> _TASK ITEM_: Please state how many lines in the records that follow include "storefront", with no other output.

*** RECORDS TO USE

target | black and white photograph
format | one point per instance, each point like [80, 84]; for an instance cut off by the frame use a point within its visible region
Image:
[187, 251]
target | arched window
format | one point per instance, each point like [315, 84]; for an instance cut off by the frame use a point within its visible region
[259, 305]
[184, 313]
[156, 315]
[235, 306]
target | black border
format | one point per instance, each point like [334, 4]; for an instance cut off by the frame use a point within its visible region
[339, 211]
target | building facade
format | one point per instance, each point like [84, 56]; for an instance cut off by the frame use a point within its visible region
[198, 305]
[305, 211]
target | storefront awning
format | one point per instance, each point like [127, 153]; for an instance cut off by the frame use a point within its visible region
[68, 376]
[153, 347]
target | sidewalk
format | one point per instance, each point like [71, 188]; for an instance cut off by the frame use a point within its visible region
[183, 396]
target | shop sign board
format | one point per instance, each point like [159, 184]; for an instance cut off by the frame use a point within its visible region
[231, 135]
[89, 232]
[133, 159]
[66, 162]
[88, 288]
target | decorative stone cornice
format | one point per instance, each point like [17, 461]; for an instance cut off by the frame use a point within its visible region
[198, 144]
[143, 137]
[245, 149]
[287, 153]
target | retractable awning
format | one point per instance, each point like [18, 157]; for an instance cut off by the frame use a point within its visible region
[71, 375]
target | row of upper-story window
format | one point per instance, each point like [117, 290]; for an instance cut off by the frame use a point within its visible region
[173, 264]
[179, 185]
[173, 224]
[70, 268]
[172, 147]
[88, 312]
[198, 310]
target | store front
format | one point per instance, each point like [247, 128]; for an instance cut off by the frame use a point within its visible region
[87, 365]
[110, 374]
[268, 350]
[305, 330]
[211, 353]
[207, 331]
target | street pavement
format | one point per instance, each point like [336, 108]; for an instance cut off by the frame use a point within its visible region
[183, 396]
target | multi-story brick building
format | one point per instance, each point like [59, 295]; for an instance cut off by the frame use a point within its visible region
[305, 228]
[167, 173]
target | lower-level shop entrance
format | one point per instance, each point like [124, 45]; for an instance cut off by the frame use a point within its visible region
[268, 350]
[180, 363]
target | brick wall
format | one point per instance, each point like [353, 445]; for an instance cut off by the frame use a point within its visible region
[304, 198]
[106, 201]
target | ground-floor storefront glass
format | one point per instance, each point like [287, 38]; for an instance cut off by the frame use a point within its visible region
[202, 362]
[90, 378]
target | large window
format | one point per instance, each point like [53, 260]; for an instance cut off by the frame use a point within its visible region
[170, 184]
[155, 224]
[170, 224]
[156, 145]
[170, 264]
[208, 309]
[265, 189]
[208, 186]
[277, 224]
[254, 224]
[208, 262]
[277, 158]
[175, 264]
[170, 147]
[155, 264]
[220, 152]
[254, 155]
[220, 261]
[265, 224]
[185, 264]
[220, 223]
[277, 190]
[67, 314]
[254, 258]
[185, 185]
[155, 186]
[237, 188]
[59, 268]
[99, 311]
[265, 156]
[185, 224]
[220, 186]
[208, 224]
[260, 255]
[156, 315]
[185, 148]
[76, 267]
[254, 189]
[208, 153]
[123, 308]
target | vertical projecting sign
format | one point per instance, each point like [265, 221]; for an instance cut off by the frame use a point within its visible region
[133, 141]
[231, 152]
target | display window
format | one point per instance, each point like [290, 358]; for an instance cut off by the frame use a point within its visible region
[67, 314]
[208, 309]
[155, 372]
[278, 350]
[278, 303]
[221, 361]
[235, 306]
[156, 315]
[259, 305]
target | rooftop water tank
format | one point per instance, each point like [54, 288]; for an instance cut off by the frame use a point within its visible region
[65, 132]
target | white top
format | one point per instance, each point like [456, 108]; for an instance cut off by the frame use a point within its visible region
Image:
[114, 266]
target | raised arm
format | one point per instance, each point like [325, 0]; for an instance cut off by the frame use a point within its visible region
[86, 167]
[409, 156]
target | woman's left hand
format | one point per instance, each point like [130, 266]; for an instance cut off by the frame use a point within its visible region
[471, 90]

******
*** RECORDS TO USE

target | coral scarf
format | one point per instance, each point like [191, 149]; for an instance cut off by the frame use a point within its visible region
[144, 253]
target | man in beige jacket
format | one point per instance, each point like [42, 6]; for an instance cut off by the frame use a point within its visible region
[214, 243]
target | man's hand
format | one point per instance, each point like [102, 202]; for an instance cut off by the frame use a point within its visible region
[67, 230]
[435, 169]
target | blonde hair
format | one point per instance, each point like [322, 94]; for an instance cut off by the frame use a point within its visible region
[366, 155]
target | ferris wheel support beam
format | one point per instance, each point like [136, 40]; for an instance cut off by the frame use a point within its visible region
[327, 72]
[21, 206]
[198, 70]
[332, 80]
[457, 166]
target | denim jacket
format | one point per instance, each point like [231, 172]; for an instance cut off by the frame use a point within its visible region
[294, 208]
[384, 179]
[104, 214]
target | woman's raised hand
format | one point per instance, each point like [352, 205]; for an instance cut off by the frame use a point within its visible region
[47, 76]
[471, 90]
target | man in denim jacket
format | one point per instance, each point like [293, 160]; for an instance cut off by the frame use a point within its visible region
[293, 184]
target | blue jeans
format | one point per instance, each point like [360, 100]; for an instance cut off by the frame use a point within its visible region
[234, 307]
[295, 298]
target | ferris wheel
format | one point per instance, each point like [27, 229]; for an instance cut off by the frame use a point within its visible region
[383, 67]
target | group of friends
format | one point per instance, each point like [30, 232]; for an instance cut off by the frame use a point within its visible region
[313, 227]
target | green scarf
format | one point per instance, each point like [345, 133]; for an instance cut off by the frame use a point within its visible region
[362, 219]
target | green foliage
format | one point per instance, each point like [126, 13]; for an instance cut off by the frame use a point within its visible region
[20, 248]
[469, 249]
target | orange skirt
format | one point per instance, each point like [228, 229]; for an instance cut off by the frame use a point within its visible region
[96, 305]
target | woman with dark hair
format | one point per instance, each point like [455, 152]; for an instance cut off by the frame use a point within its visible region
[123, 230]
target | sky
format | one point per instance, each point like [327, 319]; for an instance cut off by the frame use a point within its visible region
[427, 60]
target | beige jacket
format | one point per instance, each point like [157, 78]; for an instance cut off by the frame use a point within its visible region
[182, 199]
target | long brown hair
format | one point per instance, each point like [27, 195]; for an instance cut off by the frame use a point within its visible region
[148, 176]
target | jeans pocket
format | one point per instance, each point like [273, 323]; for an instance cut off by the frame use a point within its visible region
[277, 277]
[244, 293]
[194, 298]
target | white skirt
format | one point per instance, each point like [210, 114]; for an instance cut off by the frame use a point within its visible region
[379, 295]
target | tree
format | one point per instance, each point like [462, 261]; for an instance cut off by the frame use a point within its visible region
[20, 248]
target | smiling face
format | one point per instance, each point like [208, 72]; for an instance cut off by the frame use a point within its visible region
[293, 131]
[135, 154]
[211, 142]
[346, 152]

******
*** RECORDS TO USE

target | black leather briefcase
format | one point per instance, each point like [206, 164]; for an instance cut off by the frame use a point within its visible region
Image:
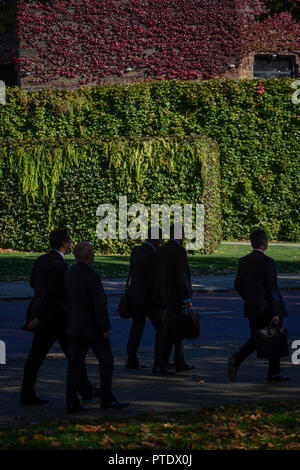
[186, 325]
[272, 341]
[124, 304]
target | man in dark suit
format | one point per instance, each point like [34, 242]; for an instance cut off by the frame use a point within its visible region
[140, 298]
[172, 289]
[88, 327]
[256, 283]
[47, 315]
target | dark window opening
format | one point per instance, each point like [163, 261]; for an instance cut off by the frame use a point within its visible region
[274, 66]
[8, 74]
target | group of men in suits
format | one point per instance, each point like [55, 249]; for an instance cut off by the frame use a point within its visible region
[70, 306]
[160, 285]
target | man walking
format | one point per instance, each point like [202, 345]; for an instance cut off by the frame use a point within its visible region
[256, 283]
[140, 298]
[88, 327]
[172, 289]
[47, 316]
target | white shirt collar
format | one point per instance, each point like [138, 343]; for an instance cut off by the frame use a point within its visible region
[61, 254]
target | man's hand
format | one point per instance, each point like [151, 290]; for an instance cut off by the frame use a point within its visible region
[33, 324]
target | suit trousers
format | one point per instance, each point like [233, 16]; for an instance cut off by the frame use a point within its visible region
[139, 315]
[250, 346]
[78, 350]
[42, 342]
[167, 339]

******

> _EXERCISE SOLUTION_: 2